Stored data entries
_ _ _

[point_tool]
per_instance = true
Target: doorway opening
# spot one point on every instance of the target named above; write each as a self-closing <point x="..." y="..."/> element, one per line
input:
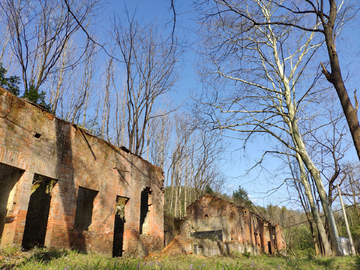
<point x="9" y="176"/>
<point x="84" y="208"/>
<point x="119" y="226"/>
<point x="38" y="212"/>
<point x="144" y="210"/>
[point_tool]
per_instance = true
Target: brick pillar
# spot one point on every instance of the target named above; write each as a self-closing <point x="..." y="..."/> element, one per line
<point x="263" y="227"/>
<point x="15" y="222"/>
<point x="280" y="242"/>
<point x="271" y="239"/>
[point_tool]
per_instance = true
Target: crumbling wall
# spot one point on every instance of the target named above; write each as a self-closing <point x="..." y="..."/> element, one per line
<point x="34" y="142"/>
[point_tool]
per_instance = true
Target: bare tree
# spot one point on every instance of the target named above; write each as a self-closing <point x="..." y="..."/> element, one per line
<point x="40" y="31"/>
<point x="150" y="65"/>
<point x="268" y="63"/>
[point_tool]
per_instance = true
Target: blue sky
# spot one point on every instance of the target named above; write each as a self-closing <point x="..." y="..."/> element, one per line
<point x="258" y="184"/>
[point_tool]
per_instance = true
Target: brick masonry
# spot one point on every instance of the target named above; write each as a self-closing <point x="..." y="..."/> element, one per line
<point x="242" y="230"/>
<point x="35" y="142"/>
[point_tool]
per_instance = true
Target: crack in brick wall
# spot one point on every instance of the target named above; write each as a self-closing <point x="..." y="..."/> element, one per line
<point x="34" y="142"/>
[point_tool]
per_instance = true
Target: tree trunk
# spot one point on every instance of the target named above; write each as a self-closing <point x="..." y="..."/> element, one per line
<point x="335" y="79"/>
<point x="320" y="226"/>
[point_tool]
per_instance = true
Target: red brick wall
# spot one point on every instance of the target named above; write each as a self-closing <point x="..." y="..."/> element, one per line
<point x="244" y="227"/>
<point x="75" y="158"/>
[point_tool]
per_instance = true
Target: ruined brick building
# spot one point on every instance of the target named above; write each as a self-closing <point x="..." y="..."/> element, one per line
<point x="62" y="187"/>
<point x="214" y="226"/>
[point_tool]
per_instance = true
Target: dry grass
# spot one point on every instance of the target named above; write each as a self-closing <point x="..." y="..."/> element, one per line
<point x="41" y="258"/>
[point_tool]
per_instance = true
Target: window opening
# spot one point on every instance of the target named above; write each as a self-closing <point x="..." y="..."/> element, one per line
<point x="9" y="176"/>
<point x="119" y="226"/>
<point x="84" y="208"/>
<point x="38" y="212"/>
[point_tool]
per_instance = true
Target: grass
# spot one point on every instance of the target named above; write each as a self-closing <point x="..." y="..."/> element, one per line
<point x="42" y="258"/>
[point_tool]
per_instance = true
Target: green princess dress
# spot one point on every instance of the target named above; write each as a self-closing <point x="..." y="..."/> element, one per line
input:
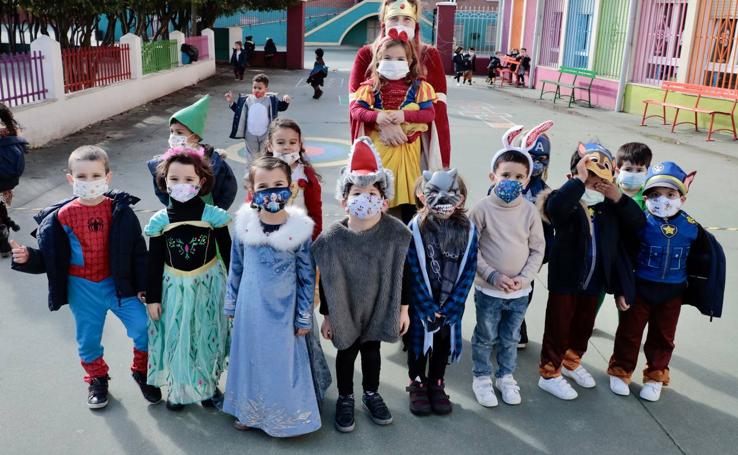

_ _ _

[REQUIRED ACTION]: From the entries above, extract each line containing "opening".

[SOLUTION TO THIS PROBLEM]:
Target: doorway opening
Target: window opening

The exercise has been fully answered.